▸ DATASET CONTENT:
○ ○ ○ ○
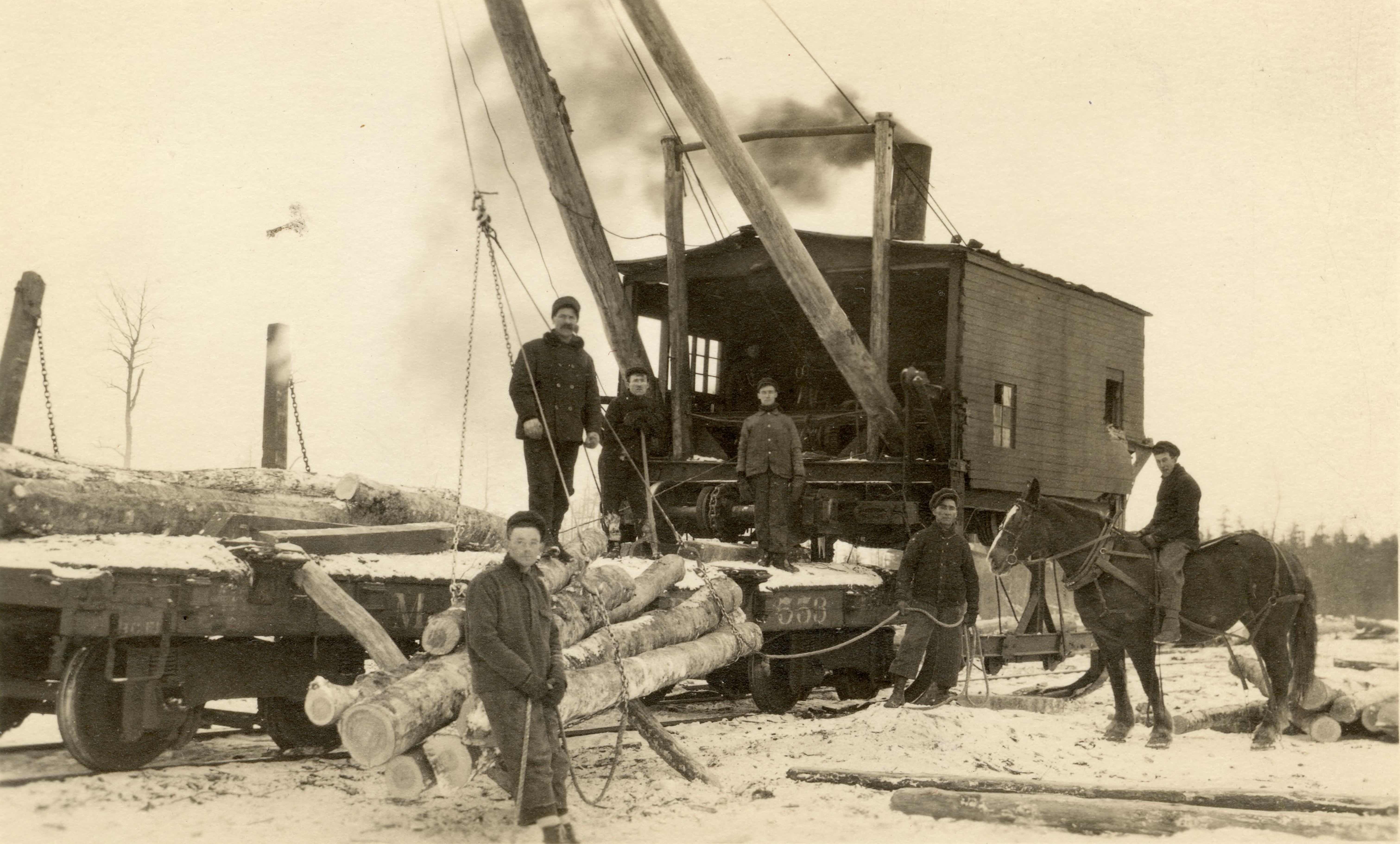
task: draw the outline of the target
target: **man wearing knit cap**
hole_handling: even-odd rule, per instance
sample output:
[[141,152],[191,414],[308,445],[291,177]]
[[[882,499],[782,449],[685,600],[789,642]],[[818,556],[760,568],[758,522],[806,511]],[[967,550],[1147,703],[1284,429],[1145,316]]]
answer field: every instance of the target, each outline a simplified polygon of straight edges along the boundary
○ ○ ○ ○
▸ EXERCISE REQUIREMENTS: Reproduce the listing with "outline" swapped for "contour" wherever it occurs, leaving everything else unchanged. Omit the pictures from your answer.

▸ WORKED ANSWER:
task: draw the contour of the target
target: **man wearing knit cap**
hole_handling: even-odd rule, per instance
sample output:
[[141,152],[191,414],[308,445],[291,177]]
[[[882,499],[782,449],[685,600],[789,642]],[[818,556],[760,568],[758,522],[806,511]],[[967,550],[1147,703],[1284,429],[1145,316]]]
answer field: every instance of the target, each contour a simplified polygon of straight edges along the boundary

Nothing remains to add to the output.